━━ EXTRAIT DU DOCUMENT
Le père Basile Zenkovsky

Auteur inconnu (DR)

Vassili (Basile) Vassilievitch Zenkovsky est né le 4 juillet 1881 (calendrier julien) dans la ville de Proskourov dans la province de Podolie. Malgré les conditions de vie assez modestes de la famille ( son père était enseignant et son grand-père prêtre), Vassili Vassilievitch et son frère ont reçu une instruction à Kiev. Toute son enfance, jusqu’à l’âge de 14 ans, « fut éclairée par la lumière de l’église ». Il chantait dans le chœur de l’église et connaissait parfaitement les offices religieux.

V.V est entré à l’université en 1900 et a étudié neuf ans, tout d’abord à la faculté des lettres et d’histoire, puis à la faculté de sciences naturelles et mathématiques de l’université de Kiev. En 1904, Vassili Zenkovsky a obliqué vers la faculté de philosophie, et a été élu professeur titulaire après la soutenance de sa thèse de philosophie « Le problème de la causalité psychique » (Kiev, 1914) qui fut une contribution importante dans les sciences psychologiques. Au fur et à mesure que V. Zenkovsky approfondissait les problèmes de la psychologie de l’enfant et la psychologie de la pédagogie, sa pensée se concentrait sur le sens théologique de la vie humaine, c’est-à-dire l’anthropologie chrétienne, qui prit une place centrale dans ses œuvres et sa vie.

En 1905, il fit la connaissance de Serge Boulgakov et rédigea avec lui le journal des socialistes chrétiens « Le peuple » qui fut fermé après sa huitième édition. Le rapprochement avec Boulgakov et avec les professeurs de l’Académie théologique de Kiev amenèrent à la création en 1905 de « la Société philosophico-religieuse Vladimir Soloviev », dont V. Zenkovsky fut le président à partir de 1911.
━━━━
━━ DONNÉES
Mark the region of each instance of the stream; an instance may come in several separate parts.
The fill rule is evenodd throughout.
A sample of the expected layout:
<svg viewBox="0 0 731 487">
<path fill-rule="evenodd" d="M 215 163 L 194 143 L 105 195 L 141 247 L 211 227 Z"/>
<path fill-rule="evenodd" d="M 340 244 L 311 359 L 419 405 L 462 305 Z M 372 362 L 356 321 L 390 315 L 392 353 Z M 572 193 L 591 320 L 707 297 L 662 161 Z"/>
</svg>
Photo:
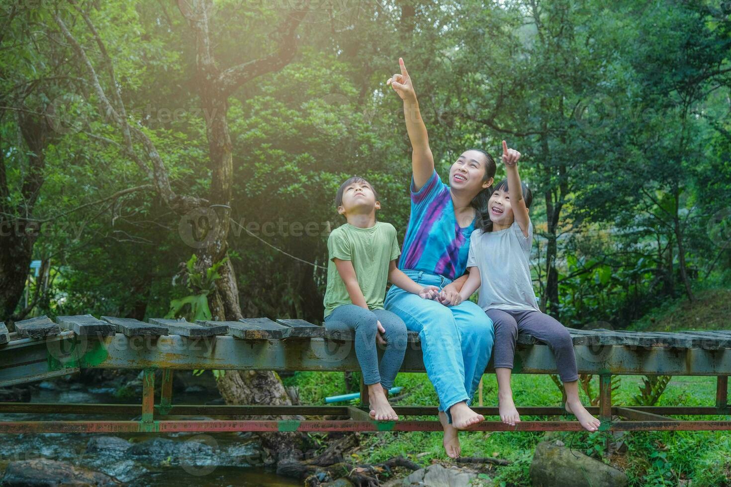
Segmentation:
<svg viewBox="0 0 731 487">
<path fill-rule="evenodd" d="M 105 380 L 86 384 L 67 377 L 20 387 L 31 389 L 31 402 L 140 404 L 141 381 Z M 173 404 L 222 404 L 210 372 L 193 376 L 176 372 Z M 125 381 L 126 380 L 126 381 Z M 120 386 L 125 394 L 120 396 Z M 156 403 L 157 399 L 156 399 Z M 0 414 L 0 421 L 139 419 L 71 414 Z M 205 419 L 178 416 L 176 419 Z M 255 435 L 246 432 L 170 434 L 0 434 L 0 469 L 14 461 L 49 459 L 101 472 L 124 484 L 137 487 L 213 486 L 298 486 L 295 479 L 276 475 L 262 465 Z"/>
</svg>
━━━━
* CONSIGNE
Relevez toutes les facultés universitaires mentionnées dans l'extrait consacré au père Basile Zenkovsky.

* RÉPONSE ATTENDUE
- la faculté des lettres et d'histoire
- la faculté de sciences naturelles et mathématiques
- la faculté de philosophie